-- Opening Marker --
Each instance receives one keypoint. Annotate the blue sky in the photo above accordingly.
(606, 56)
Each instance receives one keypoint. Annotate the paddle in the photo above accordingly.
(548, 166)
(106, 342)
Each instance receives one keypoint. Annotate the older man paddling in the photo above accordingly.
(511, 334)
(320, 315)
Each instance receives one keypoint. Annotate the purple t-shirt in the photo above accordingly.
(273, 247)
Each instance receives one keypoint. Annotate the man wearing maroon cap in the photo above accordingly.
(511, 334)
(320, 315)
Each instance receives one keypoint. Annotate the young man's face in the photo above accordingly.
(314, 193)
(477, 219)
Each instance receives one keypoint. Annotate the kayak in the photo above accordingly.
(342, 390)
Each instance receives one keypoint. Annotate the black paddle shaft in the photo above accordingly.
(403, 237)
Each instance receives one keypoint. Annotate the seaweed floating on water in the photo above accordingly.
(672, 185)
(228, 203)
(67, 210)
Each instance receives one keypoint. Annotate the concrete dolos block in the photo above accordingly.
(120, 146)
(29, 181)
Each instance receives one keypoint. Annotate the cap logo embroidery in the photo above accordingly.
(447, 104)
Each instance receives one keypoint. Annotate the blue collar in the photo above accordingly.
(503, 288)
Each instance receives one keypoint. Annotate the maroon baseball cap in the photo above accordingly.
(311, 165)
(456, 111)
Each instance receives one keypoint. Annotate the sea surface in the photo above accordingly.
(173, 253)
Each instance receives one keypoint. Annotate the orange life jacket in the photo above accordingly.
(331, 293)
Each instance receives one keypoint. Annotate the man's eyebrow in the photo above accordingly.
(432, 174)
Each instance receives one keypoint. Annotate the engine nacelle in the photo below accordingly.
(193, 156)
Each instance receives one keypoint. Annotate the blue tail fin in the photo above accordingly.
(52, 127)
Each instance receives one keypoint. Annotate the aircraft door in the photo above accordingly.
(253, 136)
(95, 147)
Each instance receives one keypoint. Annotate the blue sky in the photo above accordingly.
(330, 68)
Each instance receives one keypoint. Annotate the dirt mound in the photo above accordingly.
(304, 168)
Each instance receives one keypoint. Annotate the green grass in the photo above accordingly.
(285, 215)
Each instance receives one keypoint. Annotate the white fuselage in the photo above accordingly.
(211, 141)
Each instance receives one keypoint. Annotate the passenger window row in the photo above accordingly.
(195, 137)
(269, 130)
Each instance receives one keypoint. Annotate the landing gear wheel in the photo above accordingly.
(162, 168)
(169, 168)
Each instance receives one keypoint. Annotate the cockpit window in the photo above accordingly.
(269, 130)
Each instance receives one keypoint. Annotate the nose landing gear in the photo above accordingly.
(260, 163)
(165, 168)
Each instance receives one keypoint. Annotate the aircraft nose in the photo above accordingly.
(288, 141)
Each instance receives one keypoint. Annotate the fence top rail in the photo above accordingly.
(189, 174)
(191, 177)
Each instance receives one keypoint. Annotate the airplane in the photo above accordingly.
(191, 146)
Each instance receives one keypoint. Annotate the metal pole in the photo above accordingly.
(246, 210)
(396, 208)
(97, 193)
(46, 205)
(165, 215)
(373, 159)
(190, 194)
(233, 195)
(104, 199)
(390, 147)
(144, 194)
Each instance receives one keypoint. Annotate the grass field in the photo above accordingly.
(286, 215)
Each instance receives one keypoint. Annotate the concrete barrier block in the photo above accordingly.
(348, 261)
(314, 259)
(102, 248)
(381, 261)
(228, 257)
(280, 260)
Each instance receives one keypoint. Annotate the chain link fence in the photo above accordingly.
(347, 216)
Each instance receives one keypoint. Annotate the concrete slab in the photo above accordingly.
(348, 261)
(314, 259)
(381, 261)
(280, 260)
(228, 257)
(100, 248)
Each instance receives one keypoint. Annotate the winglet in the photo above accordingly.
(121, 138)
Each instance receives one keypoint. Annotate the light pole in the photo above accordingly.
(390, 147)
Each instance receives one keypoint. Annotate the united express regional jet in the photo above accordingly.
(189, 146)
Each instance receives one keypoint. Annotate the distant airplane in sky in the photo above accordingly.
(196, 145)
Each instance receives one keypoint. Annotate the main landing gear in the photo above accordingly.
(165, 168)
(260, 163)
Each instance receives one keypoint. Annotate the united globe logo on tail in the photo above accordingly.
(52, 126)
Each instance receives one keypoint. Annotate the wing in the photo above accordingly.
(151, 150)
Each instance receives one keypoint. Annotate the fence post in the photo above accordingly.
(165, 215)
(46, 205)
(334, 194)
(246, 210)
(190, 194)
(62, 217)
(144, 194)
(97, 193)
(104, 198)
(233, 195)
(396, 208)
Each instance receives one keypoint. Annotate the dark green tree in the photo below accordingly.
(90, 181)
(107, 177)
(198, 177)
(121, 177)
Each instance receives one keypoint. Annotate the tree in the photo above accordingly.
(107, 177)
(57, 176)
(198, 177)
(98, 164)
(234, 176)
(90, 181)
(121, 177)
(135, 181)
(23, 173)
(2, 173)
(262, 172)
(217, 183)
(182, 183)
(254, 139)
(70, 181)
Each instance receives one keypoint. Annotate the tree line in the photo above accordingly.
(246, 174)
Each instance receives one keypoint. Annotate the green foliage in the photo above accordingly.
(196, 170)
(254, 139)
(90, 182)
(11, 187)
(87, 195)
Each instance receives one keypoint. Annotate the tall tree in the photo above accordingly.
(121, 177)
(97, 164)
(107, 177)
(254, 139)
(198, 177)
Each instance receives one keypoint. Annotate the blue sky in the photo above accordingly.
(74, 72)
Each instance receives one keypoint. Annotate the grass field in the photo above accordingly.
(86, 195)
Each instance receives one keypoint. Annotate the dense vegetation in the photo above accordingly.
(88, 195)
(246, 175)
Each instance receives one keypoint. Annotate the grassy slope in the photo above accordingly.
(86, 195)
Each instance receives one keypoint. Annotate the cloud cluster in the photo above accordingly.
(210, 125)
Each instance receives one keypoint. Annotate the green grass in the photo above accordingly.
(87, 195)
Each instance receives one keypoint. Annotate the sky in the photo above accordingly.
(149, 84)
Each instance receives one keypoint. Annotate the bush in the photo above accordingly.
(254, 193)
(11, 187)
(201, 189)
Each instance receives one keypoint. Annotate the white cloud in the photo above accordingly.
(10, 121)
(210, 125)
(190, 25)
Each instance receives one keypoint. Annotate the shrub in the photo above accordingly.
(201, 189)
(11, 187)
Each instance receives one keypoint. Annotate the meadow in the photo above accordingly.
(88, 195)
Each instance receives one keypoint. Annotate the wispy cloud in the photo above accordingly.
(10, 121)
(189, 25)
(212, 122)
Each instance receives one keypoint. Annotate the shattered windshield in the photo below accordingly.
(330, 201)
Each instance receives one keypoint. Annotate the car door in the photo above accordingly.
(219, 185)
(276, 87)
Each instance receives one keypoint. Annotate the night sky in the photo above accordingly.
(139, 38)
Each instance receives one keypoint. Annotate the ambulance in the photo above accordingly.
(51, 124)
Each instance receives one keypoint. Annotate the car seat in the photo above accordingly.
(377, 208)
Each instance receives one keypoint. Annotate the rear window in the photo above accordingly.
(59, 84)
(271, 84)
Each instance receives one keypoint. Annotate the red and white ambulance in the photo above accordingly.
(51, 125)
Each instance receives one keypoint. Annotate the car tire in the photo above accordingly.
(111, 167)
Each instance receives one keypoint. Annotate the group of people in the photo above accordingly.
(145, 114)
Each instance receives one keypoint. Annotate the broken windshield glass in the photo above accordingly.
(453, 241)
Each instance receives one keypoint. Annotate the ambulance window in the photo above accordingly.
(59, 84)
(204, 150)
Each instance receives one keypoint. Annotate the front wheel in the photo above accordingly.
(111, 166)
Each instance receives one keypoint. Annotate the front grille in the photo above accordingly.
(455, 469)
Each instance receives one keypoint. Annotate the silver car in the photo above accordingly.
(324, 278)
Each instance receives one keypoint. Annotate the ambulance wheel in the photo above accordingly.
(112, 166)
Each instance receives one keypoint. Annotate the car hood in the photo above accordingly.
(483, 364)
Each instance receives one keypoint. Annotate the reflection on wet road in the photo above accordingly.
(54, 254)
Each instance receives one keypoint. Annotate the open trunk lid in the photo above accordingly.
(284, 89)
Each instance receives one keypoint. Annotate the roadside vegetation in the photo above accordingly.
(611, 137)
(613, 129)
-- Closing Marker --
§ **EXERCISE DIRECTIONS**
Please return exactly the lines that run from the line with "ambulance wheel in the photo above accordingly." through the end of the records above, both included, and nothing more.

§ **ANSWER**
Each instance receives one keypoint. Annotate the ambulance wheel in the photo above accordingly.
(112, 166)
Each instance receives one keypoint. Annotate the car hood in the photo above accordingly.
(483, 364)
Each instance receives one keypoint. Annotate the reflection on wet road in the photo above accordingly.
(54, 254)
Each instance receives one keypoint. Annotate the open trunk lid in the photo above accordingly.
(284, 89)
Each instance receives one keypoint. Annotate the roadside vegetation in the photo above accordingly.
(611, 137)
(613, 129)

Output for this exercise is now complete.